Document section —
"""
Thursday, April 1, 2010

EHR - Whose Record Is It Anyway?

(Privacy, Security, Consent & Property Rights)

On March 23, the HHS released an excellent Whitepaper on Consent to Electronic Information Exchange of Medical Records. Also on March 23, Dr. Deborah Peel, founder of Patient Privacy Rights has published an opinion in The Wall Street Journal emphasizing the absolute need for obtaining patient consent prior to sharing private information.

The HHS Whitepaper is examining various forms of Consent, various existing implementations of Consent in Health Information Exchanges across the country and abroad, existing laws regulating the need for patient Consent and provides in-depth analysis of the technical challenges in implementing Consent policies.

Before we look at Consent to share records, we should probably clarify what it is exactly that we propose to share, with whom do we share and for what purpose.

All of us at some point or another signed the HIPAA consent form in a doctor’s office and thus, allowed the doctor to share identifiable Personal Health Information (PHI) “for treatment, payment, or health care operations purposes”. While nobody really understands what “health care operation purposes” really are, we assume that our physician will share information with our other care providers and insurance companies and nobody else.

Does this mean that de-identified information (re-identifying is very possible) can be shared with anybody without our consent? Does it mean that our doctor is now empowered to share ALL our information with insurers and other providers? If our employer is self-insured, can the doctor share our information with the employer as well? Do health care operations include public health (Government) and research (private)?
"""
Activity list —
(a) Copy the post between "On March 23, the" and "for what purpose.", inclusive, and swap "Whitepaper" for "Report".
(b) According to the post, where did Dr. Deborah Peel publish her opinion on March 23?
You won't need the items that come after this post.

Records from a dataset
"""
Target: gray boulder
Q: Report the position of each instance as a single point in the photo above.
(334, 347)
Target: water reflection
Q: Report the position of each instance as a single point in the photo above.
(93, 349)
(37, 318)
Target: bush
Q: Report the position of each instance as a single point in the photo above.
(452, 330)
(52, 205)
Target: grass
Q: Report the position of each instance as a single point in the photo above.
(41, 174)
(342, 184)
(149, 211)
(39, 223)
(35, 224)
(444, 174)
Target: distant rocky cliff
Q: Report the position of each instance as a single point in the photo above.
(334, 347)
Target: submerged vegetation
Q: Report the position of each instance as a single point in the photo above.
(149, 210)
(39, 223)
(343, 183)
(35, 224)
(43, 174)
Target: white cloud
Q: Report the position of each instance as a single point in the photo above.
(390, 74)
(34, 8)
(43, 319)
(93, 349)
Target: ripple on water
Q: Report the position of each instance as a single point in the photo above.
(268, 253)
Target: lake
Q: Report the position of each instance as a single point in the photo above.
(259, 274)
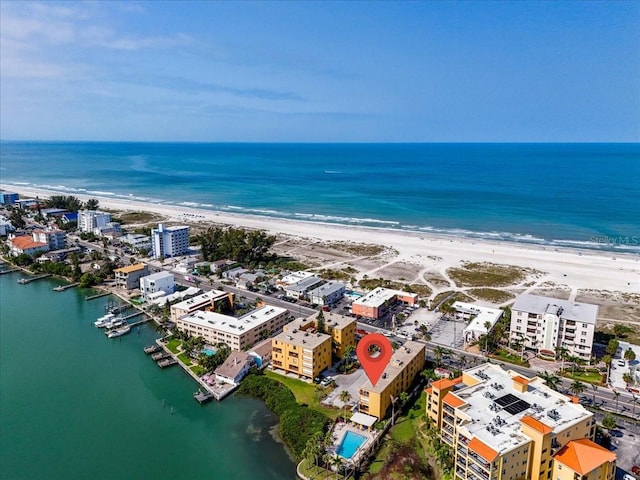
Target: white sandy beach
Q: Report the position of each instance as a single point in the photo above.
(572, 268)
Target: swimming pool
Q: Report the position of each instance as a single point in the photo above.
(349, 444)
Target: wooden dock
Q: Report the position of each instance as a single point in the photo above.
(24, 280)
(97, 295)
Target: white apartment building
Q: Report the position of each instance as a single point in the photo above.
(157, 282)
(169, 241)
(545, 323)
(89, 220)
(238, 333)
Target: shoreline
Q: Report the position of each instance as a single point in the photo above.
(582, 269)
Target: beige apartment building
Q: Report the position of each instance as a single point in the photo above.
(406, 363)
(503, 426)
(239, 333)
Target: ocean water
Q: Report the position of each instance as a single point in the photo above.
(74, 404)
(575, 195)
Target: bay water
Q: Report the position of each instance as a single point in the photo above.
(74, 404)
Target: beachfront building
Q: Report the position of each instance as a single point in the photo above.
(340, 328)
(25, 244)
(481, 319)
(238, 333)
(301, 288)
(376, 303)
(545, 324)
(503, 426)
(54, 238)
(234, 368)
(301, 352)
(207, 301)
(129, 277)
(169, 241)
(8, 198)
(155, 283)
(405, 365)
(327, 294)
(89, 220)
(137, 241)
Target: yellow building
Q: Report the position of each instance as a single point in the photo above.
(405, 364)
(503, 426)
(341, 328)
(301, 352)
"""
Answers provided —
(a)
On March 23, the HHS released an excellent Report on Consent to Electronic Information Exchange of Medical Records. Also on March 23, Dr. Deborah Peel, founder of Patient Privacy Rights has published an opinion in The Wall Street Journal emphasizing the absolute need for obtaining patient consent prior to sharing private information.

The HHS Report is examining various forms of Consent, various existing implementations of Consent in Health Information Exchanges across the country and abroad, existing laws regulating the need for patient Consent and provides in-depth analysis of the technical challenges in implementing Consent policies.

Before we look at Consent to share records, we should probably clarify what it is exactly that we propose to share, with whom do we share and for what purpose.

(b) In The Wall Street Journal.